The netlist obtained through this process could be found in the folderSYNTHESIS/gate/cpu.v
. The reports of area, power, resources and timing are generated in the folderSYNTHESIS/rep
.
- The datapath as well as its submodules have been already implemented for you in Verilog. However, the functionality of the processor must be completed by carrying out the tasks described underneath.
- The assignments must be completed in groups of 2 people.
- After completing each one of the exercises the results must be shown to the TAs for its correspondent evaluation.
- The code must be delivered to the TAs in the final session.
- Also, you will hand in a small report based on the questions you find on the last page. Together with the performance of your final processor, this counts for 2 points in the final H05d3A grade. This report is handed in through Toledo. The deadline will be set and communicated to you.
Complete the internals of the control unit to handle the following instructions: (BEQ, JUMP, LW, SW, ADDI as well as R-type ALU instructions called ‘ ALU_R’). Set the outputs of the control unit correctly depending on the fetched instruction, ensure the correct datapath behavior.
- → For debugging purposes, you can use the test code simple_program contained in the folder SIM/data, containing all the supported instructions interleaved by NOP instructions. Next, the code “MULT1” executes the multiplication of 5 integers and sum all the results. Test this code to ensure that your design is correctly implemented.
- → After obtaining a functional model run the synthesis.
The processor completed in the last exercise is able to execute multiplications through sums and shifting since there is no hardware support to carry out the multiplication in one cycle. With the purpose of boosting performance, your task will be to add hardware support for multiplication and evaluating its impact on performance, area and timing. The processor must be able to process the multiplication instruction MULT. The format of the instruction is the following:
[31:26] Opcode | [25:21] source reg 1 | [20:16] source reg 2 | [15:11] destination reg | [5:0] function Field |
---|---|---|---|---|
000000 | XXXXX | XXXXX | XXXXX | 011000 |
Three files might need to be modified for this purpose: control.unit.v
, alu_control.v
and alu.v
. To test the performance and correctness of your design, load the assembly test code “MULT2” which uses now the implemented MULT instruction to carry out the same 5 multiplications and sums of the testcode “MULT1”. After updating your design, run the simulation and synthesis again.
Is it necessary to modify the control unit for the insertion of the MULT instruction?
In this part of the session we will modify our processor to convert it to a pipelined implementation. For the following exercises assume data and control hazards are solved by NOP instructions.
For a processor with 5 pipelined stages (Instruction Fetch (IF), Instruction Decode (ID), Execute (EXE), Memory (MEM) and Write Back (WB)), identify which hardware resources belong to each of the mentioned stages, and which signals should go from stage to stage. Try to match the HDL code with the Architecture, and complete the tables underneath (you can complete directly in the readme.md
file if you want).
IF | ID | EXE | MEM | WB | |
---|---|---|---|---|---|
Datapath Resources | |||||
IF → ID | ID → EXE | EXE → MEM | MEM → WB | |
---|---|---|---|---|
Signals | ||||
Insert the pipelined registers where necessary, using the module reg_arstn_en
.
reg_arstn_en #(.DATA_W(16)) signal_pipe_ID_EX(
.clk (clk ),
.arst_n(arst_n ),
.din (signal_IF ),
.en (enable ),
.dout (signal_ID)

Raw data:
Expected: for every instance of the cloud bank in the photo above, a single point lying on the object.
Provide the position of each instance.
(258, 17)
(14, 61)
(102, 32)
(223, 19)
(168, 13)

Problem: According to the processor lab assignment, how many people must work together in each group? The listing has no connection to the processor lab assignment.

Written solution: The assignments must be completed in groups of 2 people.